#### Requirement
Reproduce every one of the following rows unchanged, except that each occurrence of "thickest part" is swapped for "widest part".

#### Data for this exercise
________________
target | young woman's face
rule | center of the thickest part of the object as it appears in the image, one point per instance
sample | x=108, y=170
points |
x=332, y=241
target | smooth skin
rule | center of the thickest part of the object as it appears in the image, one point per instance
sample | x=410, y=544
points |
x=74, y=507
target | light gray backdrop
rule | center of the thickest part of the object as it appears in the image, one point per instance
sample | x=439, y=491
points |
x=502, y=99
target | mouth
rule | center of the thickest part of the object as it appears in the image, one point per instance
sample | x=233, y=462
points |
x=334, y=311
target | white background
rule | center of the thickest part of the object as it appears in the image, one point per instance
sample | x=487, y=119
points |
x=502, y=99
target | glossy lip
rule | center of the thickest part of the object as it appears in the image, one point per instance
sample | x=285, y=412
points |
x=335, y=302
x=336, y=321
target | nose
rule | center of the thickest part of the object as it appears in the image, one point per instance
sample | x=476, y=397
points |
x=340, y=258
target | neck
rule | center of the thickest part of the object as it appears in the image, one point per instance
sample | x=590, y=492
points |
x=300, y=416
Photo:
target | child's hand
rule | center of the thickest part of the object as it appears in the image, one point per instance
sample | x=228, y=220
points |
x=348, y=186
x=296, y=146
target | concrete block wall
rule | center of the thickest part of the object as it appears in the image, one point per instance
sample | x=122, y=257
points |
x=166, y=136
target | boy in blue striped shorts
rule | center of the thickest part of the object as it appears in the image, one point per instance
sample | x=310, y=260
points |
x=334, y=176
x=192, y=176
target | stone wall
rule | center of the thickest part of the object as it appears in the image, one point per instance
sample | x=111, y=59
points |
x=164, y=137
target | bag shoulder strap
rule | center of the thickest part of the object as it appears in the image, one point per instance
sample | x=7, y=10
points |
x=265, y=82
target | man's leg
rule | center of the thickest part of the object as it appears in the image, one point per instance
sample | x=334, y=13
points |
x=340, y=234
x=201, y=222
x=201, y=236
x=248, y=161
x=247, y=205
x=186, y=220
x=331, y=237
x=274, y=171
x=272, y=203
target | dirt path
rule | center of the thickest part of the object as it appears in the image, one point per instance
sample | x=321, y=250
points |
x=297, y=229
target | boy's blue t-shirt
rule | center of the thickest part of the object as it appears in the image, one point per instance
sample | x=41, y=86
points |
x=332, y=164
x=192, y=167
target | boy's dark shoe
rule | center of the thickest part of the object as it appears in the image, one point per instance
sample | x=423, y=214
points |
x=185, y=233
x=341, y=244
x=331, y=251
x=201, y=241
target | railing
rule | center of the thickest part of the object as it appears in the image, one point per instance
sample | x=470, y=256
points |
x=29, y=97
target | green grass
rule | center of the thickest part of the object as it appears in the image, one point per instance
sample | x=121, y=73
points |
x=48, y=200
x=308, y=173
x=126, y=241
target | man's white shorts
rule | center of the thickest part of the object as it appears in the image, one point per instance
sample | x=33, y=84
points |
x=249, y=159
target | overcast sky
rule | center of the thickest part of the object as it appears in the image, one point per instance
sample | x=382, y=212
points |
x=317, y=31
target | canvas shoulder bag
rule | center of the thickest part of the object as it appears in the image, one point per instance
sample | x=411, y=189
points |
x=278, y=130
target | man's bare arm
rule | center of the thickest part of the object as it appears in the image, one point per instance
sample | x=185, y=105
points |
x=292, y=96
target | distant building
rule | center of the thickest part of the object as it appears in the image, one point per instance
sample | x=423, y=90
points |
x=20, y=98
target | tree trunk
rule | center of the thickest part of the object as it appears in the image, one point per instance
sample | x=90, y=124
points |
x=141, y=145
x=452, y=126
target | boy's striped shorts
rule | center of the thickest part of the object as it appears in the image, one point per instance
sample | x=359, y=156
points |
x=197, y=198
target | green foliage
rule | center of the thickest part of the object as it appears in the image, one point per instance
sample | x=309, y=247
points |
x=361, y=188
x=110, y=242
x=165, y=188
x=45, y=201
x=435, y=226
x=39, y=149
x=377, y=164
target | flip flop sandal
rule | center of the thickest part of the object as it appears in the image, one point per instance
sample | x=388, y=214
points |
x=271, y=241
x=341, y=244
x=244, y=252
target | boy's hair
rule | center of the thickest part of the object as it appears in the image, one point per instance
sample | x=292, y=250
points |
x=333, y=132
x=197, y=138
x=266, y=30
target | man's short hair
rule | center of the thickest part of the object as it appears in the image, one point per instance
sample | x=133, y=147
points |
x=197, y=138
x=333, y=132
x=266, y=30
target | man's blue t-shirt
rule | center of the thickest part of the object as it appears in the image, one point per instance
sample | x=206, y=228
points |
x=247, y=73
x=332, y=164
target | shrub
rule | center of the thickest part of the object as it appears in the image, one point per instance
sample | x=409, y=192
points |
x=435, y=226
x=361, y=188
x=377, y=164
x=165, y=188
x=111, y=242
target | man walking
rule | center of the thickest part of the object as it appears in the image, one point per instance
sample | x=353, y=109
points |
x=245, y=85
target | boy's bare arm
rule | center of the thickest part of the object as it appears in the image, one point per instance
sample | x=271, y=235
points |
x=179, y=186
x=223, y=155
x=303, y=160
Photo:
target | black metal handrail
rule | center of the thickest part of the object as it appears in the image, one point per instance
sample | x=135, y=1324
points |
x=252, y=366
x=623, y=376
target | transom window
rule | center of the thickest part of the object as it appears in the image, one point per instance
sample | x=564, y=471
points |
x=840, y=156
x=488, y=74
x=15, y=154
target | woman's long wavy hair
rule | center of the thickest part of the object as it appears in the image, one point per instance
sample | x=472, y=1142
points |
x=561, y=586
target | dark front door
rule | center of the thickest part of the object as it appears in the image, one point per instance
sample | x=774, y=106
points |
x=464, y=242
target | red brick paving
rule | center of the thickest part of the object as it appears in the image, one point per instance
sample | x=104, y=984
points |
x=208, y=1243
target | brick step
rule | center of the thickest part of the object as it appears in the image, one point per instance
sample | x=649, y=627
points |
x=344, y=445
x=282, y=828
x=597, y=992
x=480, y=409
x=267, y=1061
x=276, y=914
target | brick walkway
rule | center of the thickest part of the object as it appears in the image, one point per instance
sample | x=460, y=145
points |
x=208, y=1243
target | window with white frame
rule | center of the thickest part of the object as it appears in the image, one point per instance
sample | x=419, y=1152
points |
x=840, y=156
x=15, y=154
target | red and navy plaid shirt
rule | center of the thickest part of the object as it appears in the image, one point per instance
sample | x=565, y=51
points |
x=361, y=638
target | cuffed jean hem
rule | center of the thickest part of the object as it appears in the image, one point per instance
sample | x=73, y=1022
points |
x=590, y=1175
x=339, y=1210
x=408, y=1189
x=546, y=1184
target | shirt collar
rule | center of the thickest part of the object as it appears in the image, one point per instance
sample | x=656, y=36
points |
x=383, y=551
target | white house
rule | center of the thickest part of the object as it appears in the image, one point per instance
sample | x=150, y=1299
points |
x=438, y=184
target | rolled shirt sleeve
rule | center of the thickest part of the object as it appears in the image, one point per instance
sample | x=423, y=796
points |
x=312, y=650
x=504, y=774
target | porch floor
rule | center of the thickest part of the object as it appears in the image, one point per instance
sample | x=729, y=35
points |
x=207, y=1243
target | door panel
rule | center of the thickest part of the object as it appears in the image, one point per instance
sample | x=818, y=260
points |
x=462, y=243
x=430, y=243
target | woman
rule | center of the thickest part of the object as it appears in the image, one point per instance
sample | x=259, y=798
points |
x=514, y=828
________________
#### Exercise response
target | young woman's face
rule | center of the widest part of the object as it appears in the image, one point per instance
sample | x=108, y=170
points |
x=332, y=241
target | smooth skin
rule | center of the widest part of the object as it appears in the image, one point per instance
sample | x=410, y=544
points |
x=74, y=507
target | light gray backdrop
rule | center of the widest part of the object as it appears in the image, one point per instance
sample | x=439, y=491
points |
x=502, y=99
target | mouth
rule | center of the widest part of the object as it appears in the image, one point per instance
sample | x=233, y=462
points |
x=334, y=311
target | white background
rule | center of the widest part of the object as it appears in the image, one point per instance
sample | x=487, y=119
points |
x=502, y=99
target | glossy lip
rule | center of the widest part of the object as it appears in the image, one point per instance
sample | x=285, y=412
points |
x=335, y=302
x=336, y=321
target | nose
rule | center of the widest part of the object as it appears in the image, one point per instance
sample | x=476, y=397
points |
x=340, y=258
target | neck
rule | center of the widest part of the object as it appears in the image, one point per instance
sample | x=590, y=492
points |
x=300, y=416
Photo:
target | child's hand
rule | center of the widest part of the object as it appears in the image, one point per instance
sample | x=228, y=220
points |
x=348, y=186
x=296, y=146
target | concrete block wall
rule | center of the widest part of the object as it appears in the image, one point per instance
sample | x=122, y=257
points |
x=166, y=136
target | boy in blue striped shorts
rule | center of the widest part of the object as it appears in the image, one point per instance
sample | x=310, y=260
points |
x=334, y=176
x=192, y=176
target | stone wall
rule | center of the widest part of the object as it appears in the image, one point per instance
sample | x=111, y=59
points |
x=164, y=137
target | bag shoulder strap
rule | center of the widest part of the object as it appears in the image, one point per instance
sample | x=7, y=10
points |
x=265, y=82
target | man's leg
rule | center of the widest part of the object as it appears in the image, one point per instance
sample | x=334, y=13
points |
x=340, y=234
x=201, y=222
x=201, y=236
x=248, y=161
x=247, y=205
x=186, y=220
x=331, y=237
x=274, y=171
x=272, y=203
target | dirt path
rule | center of the widest part of the object as it appears in the image, one point per instance
sample | x=321, y=250
points |
x=297, y=229
target | boy's blue t-shirt
rule | center of the widest part of the object as it appears in the image, one point per instance
sample | x=41, y=86
points |
x=332, y=164
x=192, y=167
target | boy's dark shoe
rule | center of the widest part of the object as it appears in the image, one point per instance
sample | x=423, y=214
points |
x=185, y=233
x=341, y=244
x=331, y=251
x=201, y=241
target | railing
rule | center of the widest part of the object as it appears in the image, one point per instance
sample | x=470, y=256
points |
x=29, y=97
target | green grass
rule | center of the widest part of the object as it appears in the image, one point per instance
sample | x=121, y=73
points |
x=48, y=200
x=308, y=173
x=126, y=241
target | man's white shorts
rule | center of the widest part of the object as it appears in the image, one point per instance
sample | x=33, y=84
points |
x=249, y=159
target | overcast sky
rule | center of the widest part of the object as it appears in the image, one point per instance
sample | x=382, y=212
points |
x=317, y=31
target | canvas shoulder bag
rule | center of the widest part of the object as it appears in the image, one point per instance
sample | x=411, y=189
points |
x=278, y=130
target | man's bare arm
rule | center of the widest part of the object as it appears in the image, one point per instance
sample | x=185, y=105
points |
x=292, y=96
target | distant building
rule | center of the widest part of the object as it appears in the image, one point per instance
sample | x=423, y=90
points |
x=20, y=98
target | tree trunk
rule | center of the widest part of the object as it appears in the image, one point per instance
sample | x=90, y=124
points |
x=141, y=145
x=452, y=126
target | boy's striped shorts
rule | center of the widest part of the object as it appears in the image, one point per instance
sample | x=359, y=156
points |
x=197, y=198
target | green foliage
rule | center of the widest part of the object as it appears in the image, one point per instance
sample | x=309, y=247
points |
x=361, y=188
x=110, y=242
x=165, y=188
x=45, y=201
x=435, y=226
x=39, y=149
x=377, y=164
target | flip flop sandal
rule | center of the widest part of the object as it appears in the image, one point per instance
sample | x=388, y=214
points |
x=271, y=241
x=341, y=244
x=244, y=252
target | boy's hair
rule | center of the widest part of the object as it appears in the image, one point per instance
sample | x=292, y=250
points |
x=333, y=132
x=197, y=138
x=266, y=30
target | man's short hair
rule | center of the widest part of the object as it appears in the image, one point per instance
sample | x=133, y=147
points |
x=197, y=138
x=333, y=132
x=266, y=30
target | man's blue t-shirt
rule | center of the widest part of the object as it appears in the image, one point per instance
sample | x=206, y=228
points |
x=247, y=73
x=332, y=164
target | shrub
rule | center of the widest part of the object as it appears in the image, one point per instance
sample | x=409, y=192
points |
x=435, y=226
x=361, y=188
x=377, y=164
x=165, y=188
x=111, y=242
target | man walking
rule | center of the widest part of the object as it appears in the image, one point per instance
sample | x=353, y=109
points |
x=245, y=85
target | boy's bare arm
rule | center of the widest part of the object as it appears in the image, one point per instance
sample | x=271, y=235
points |
x=179, y=186
x=223, y=155
x=303, y=160
Photo:
target | black metal handrail
rule | center of the widest part of the object as it appears in the image, one point per instance
sample | x=135, y=1324
points |
x=252, y=366
x=623, y=376
target | transom window
rule | center of the widest part of the object as it appears in the image, one point per instance
sample | x=564, y=471
points |
x=840, y=156
x=488, y=74
x=15, y=154
target | woman's long wavy hair
rule | center of the widest part of the object as it appears in the image, one point per instance
sample | x=472, y=1142
points |
x=561, y=586
target | dark front door
rule | center of the widest part of the object as it appears in the image, one point per instance
sample | x=774, y=106
points |
x=464, y=242
target | red brick paving
rule | center of the widest part of the object as it appears in the image, one point per instance
sample | x=104, y=984
points |
x=208, y=1243
target | brick step
rule | center of the widest part of the object as it appears in the image, one point per instance
sample | x=649, y=627
points |
x=344, y=445
x=282, y=828
x=597, y=992
x=480, y=409
x=267, y=1061
x=276, y=914
target | brick walkway
rule | center of the widest part of the object as it appears in the image, one point per instance
sample | x=460, y=145
points |
x=208, y=1243
target | window with white frame
rule | center of the widest part of the object as it appears in the image, one point per instance
sample | x=419, y=1152
points |
x=840, y=156
x=15, y=154
target | red and navy plaid shirt
rule | center of the widest part of the object as it appears in the image, one point per instance
sample | x=565, y=51
points |
x=361, y=638
target | cuffed jean hem
rule | center of the widest part of the object as it appears in the image, one point per instance
sample | x=73, y=1022
points |
x=590, y=1175
x=339, y=1210
x=408, y=1189
x=546, y=1184
target | shirt collar
rule | center of the widest part of the object as it appears in the image, one point per instance
sample | x=656, y=36
points |
x=383, y=551
target | white house
rule | center of the widest part of the object as it appears in the image, one point per instance
sample | x=150, y=1299
points |
x=438, y=184
target | rolled shirt sleeve
rule | center of the widest part of the object as it appears in the image, one point per instance
sample | x=423, y=796
points |
x=312, y=650
x=504, y=774
target | porch floor
rule | center of the widest part of the object as it appears in the image, one point per instance
sample | x=729, y=35
points |
x=207, y=1243
target | door panel
rule | center of the widest part of the object as it appears in the image, one point per instance
sample | x=818, y=260
points |
x=462, y=243
x=430, y=243
target | woman
rule | center of the widest part of the object as it appears in the image, one point per instance
sample | x=259, y=798
points |
x=514, y=828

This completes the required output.